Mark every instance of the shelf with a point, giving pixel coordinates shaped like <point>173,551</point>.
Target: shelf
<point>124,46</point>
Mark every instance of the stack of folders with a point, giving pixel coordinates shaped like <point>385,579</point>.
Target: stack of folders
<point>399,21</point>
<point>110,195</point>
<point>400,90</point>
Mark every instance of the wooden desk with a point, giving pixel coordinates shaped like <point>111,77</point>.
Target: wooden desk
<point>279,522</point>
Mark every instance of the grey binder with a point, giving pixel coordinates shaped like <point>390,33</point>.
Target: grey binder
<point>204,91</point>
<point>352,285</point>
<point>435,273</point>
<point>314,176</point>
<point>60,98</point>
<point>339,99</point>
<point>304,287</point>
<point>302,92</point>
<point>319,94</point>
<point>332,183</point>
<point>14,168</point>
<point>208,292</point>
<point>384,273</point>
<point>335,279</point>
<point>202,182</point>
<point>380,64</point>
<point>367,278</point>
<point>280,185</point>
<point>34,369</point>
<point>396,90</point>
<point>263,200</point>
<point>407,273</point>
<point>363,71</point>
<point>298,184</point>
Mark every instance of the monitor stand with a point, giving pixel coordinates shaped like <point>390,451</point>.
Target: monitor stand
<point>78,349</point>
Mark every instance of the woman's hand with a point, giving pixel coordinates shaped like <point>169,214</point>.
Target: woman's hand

==

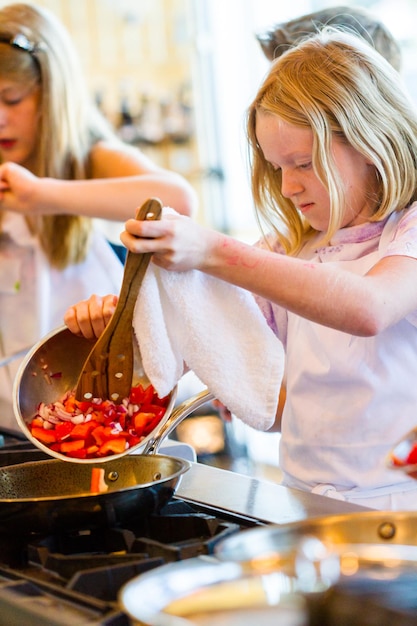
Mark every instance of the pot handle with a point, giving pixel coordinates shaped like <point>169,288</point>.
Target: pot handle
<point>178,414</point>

* * *

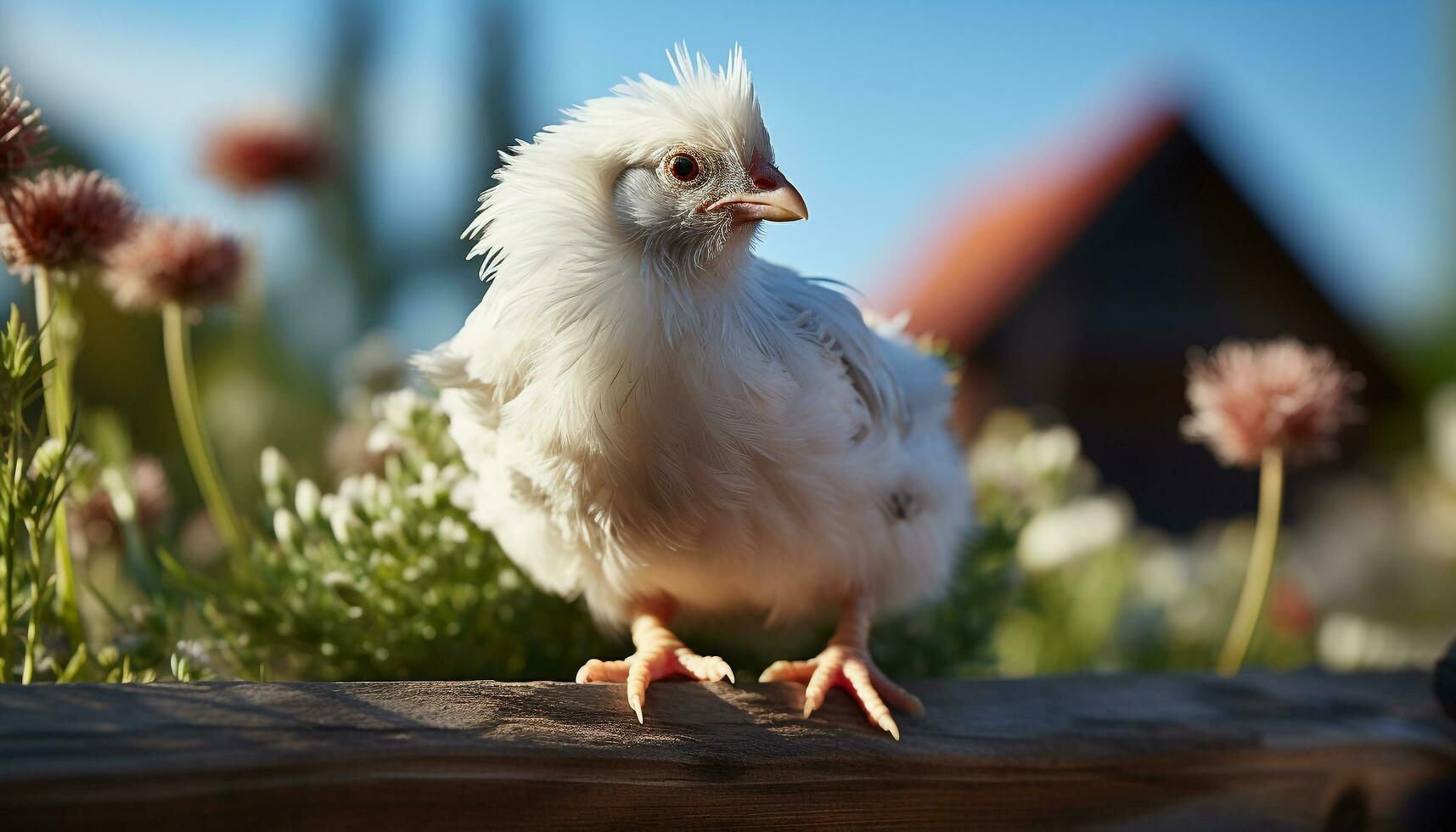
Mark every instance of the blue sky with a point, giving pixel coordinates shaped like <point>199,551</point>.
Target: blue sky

**WHAT IS BEING ASKED:**
Rewrite the data above as a numbered list without blank lines, starting at the line that contains "Mark every instance of the shelf" and ending at the line that contains "<point>400,90</point>", with both of those lines included.

**SOLUTION:**
1. Mark every instance of the shelf with a point, giving pixel coordinates shaped like <point>173,551</point>.
2. Target: shelf
3. <point>124,46</point>
4. Mark every instance of the stack of folders with a point, giving pixel coordinates shaped like <point>385,579</point>.
5. Target: stack of folders
6. <point>399,21</point>
7. <point>110,195</point>
8. <point>400,90</point>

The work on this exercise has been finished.